### Exercise requirements
Filter the entries below down to the lines that hold "black".

[Data to use]

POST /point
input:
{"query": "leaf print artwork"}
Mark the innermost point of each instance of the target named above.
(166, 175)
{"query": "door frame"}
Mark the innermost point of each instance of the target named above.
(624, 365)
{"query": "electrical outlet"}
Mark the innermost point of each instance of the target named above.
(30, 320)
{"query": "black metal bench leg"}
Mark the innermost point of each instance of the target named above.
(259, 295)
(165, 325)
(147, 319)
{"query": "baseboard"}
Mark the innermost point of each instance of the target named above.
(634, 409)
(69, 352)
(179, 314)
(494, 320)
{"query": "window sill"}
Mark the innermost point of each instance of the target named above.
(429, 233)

[/Data to use]
[Data to use]

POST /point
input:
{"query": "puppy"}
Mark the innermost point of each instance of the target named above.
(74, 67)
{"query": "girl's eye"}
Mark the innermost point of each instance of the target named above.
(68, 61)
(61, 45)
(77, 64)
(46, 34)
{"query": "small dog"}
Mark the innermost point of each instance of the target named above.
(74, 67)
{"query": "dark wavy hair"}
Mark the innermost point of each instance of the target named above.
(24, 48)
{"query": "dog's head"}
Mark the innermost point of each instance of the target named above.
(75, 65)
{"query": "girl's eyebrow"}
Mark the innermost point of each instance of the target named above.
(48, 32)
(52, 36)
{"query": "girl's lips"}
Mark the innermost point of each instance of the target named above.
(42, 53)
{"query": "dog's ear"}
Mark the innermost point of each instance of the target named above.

[/Data to use]
[Data to use]

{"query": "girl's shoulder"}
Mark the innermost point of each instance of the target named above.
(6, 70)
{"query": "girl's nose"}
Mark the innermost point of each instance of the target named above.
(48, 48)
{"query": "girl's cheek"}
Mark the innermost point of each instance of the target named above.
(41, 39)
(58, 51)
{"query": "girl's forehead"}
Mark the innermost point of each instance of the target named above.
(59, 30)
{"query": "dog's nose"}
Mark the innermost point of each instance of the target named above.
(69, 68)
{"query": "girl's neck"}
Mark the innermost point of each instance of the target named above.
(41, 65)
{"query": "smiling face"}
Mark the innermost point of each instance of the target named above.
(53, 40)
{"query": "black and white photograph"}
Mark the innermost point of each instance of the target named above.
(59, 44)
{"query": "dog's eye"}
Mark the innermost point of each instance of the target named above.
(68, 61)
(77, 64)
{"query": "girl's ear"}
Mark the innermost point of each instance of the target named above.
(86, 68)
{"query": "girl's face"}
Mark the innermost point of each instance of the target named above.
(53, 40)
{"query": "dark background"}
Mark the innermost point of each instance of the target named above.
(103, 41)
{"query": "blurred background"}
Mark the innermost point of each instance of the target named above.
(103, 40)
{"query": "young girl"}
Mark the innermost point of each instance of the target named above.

[/Data to use]

### Answer for this exercise
{"query": "black metal bench leg"}
{"query": "black and white photograph"}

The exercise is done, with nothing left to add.